Do this: Rewrite the records from the line containing "query: cloudy sky" through the line containing "450 9 L 446", putting "overcast sky" in place of "cloudy sky" and leaving everything else unchanged.

Dataset records:
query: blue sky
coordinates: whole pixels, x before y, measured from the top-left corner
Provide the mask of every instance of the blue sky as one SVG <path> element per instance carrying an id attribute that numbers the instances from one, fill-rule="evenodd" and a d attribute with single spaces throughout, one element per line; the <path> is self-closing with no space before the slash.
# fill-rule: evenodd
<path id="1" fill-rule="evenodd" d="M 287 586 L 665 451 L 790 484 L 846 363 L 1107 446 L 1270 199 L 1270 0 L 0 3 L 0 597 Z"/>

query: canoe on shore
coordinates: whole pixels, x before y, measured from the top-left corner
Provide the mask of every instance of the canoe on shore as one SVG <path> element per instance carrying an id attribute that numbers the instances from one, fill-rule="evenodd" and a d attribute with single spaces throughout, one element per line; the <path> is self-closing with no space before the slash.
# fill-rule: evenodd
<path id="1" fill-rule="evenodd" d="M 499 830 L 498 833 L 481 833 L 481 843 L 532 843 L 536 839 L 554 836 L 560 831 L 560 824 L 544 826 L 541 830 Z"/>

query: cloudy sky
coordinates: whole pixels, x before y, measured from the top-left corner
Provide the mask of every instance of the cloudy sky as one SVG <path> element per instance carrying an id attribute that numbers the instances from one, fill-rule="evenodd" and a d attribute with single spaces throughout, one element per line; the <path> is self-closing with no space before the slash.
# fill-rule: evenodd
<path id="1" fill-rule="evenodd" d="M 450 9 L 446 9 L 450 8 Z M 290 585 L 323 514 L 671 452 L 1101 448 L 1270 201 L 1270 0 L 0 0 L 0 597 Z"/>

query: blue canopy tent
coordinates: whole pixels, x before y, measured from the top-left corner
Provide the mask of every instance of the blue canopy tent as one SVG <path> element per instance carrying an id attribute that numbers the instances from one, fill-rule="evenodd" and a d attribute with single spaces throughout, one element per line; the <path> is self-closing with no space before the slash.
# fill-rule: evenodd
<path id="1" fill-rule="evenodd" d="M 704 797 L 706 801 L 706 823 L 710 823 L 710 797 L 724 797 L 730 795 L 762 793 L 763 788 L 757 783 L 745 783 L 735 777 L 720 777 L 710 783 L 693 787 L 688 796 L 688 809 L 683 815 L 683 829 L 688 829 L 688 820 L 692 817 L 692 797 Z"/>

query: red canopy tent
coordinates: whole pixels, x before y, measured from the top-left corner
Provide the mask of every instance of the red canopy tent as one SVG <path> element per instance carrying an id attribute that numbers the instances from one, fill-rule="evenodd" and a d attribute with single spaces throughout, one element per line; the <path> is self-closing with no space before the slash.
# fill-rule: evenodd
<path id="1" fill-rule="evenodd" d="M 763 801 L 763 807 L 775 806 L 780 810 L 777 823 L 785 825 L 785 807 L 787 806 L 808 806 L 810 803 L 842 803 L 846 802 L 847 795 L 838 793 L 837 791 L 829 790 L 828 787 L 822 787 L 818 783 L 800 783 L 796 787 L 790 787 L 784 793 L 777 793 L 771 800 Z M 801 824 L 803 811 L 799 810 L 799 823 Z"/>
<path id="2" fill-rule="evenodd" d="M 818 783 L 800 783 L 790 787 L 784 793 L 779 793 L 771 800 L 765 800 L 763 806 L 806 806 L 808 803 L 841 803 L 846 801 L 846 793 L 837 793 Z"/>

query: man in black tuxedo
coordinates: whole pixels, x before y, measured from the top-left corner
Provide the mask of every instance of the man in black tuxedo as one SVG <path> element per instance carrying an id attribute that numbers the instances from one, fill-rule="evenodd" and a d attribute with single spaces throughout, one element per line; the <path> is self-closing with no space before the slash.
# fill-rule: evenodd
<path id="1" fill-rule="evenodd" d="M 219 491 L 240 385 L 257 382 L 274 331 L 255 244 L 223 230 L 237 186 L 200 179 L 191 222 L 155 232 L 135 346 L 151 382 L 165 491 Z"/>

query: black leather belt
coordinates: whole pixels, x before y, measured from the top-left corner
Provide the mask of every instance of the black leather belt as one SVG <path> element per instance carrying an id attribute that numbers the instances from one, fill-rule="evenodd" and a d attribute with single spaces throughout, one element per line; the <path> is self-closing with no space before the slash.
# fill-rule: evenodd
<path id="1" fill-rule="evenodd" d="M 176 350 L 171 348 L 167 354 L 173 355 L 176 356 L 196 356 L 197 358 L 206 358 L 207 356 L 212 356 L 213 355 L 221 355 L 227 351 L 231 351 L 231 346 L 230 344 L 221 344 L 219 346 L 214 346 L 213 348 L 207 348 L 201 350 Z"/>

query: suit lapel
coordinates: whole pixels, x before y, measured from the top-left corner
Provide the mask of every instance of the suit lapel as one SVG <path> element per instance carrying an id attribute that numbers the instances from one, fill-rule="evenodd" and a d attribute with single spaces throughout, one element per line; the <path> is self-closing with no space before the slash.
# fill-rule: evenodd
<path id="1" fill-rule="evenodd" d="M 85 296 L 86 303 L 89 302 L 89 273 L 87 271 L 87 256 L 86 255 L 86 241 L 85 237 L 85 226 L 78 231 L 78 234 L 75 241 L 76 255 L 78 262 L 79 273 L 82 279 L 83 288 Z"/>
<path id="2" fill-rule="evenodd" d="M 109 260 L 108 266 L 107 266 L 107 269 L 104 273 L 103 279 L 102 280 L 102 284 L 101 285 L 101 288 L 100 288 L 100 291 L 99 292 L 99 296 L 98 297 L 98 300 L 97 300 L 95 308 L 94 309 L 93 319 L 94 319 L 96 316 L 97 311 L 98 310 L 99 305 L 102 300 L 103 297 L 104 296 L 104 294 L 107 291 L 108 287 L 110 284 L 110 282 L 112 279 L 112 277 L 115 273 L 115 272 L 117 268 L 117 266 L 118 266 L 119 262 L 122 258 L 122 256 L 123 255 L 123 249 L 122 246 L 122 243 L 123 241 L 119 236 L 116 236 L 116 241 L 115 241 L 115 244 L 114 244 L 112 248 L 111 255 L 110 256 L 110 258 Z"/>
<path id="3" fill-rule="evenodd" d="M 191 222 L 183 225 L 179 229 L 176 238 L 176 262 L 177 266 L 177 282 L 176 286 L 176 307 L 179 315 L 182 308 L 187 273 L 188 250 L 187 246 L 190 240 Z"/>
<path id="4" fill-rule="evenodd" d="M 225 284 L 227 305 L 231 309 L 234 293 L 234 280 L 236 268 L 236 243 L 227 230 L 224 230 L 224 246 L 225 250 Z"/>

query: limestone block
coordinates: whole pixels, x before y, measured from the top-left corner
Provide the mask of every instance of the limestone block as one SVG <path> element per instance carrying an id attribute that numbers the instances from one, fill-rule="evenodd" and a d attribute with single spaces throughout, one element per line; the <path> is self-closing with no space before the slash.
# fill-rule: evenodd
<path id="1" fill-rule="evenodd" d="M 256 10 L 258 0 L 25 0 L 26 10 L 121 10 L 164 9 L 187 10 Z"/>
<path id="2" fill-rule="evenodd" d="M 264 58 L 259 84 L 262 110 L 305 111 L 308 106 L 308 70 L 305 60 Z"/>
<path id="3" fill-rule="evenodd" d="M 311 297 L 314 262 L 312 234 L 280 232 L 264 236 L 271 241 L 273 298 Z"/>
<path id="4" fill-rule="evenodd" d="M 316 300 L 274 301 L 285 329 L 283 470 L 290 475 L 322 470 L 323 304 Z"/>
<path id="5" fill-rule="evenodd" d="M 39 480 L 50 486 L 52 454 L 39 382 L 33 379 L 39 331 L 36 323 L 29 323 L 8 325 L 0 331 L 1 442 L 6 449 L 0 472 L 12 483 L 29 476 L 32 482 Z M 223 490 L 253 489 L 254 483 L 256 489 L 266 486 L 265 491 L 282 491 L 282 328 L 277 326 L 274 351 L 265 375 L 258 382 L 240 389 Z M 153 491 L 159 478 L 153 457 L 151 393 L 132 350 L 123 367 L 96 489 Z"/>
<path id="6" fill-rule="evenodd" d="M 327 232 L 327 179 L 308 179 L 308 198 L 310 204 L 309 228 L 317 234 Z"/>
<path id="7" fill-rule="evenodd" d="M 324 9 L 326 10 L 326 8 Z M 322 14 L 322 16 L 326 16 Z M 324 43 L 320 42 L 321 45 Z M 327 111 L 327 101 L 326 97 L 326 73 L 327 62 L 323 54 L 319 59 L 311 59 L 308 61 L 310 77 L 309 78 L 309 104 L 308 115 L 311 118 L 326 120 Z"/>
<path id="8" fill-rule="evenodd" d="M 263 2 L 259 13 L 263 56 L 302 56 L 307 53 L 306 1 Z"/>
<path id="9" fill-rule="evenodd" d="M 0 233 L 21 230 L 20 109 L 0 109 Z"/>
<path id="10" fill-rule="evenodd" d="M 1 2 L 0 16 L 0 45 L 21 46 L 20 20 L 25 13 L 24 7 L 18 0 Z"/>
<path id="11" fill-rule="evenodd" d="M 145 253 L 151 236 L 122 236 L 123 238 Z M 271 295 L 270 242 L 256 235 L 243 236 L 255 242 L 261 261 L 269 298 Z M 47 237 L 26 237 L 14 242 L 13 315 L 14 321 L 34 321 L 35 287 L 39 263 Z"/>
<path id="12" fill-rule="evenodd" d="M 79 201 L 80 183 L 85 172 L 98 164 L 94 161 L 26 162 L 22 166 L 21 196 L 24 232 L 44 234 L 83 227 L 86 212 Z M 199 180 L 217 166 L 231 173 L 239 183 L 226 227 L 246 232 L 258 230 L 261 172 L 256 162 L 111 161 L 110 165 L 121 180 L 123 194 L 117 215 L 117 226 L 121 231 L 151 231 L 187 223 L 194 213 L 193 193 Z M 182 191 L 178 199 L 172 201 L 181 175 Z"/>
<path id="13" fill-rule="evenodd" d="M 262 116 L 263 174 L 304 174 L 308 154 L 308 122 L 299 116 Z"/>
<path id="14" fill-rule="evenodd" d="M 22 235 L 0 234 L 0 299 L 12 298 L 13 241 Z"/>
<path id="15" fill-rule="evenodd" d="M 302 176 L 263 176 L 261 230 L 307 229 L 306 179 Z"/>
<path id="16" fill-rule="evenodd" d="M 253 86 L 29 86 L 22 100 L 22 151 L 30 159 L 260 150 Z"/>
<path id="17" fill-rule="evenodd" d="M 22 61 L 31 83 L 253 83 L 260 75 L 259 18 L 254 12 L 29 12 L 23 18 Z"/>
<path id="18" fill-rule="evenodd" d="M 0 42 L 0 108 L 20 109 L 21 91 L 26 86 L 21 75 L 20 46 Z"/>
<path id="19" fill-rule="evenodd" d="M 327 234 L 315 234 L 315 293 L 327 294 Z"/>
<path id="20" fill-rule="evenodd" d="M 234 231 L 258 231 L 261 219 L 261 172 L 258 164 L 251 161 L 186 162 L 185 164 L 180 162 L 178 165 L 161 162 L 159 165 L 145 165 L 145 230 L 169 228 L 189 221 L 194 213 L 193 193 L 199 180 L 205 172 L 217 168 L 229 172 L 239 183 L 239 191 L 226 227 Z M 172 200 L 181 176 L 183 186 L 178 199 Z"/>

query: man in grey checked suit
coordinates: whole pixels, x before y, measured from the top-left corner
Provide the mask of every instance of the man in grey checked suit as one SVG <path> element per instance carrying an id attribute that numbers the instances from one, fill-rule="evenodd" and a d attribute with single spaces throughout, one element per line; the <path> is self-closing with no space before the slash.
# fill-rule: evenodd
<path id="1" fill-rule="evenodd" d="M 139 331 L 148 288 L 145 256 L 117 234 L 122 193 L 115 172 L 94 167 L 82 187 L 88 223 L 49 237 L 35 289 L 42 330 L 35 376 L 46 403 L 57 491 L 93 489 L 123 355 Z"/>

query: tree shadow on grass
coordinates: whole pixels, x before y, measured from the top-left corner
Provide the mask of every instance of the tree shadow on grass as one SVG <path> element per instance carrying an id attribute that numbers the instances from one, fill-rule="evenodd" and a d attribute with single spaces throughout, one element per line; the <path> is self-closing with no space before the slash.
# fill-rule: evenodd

Problem solution:
query: overcast sky
coordinates: whole pixels, x before y, measured from the top-left corner
Provide the mask of every instance of the overcast sky as one SVG <path> element per instance carrying an id attribute that numbers the instances from one, fill-rule="evenodd" and a d attribute with single spaces throughout, one element per line; the <path> is self-closing with no space before the slash.
# fill-rule: evenodd
<path id="1" fill-rule="evenodd" d="M 450 9 L 446 9 L 450 8 Z M 290 585 L 323 514 L 671 452 L 1101 448 L 1270 201 L 1270 0 L 0 0 L 0 597 Z"/>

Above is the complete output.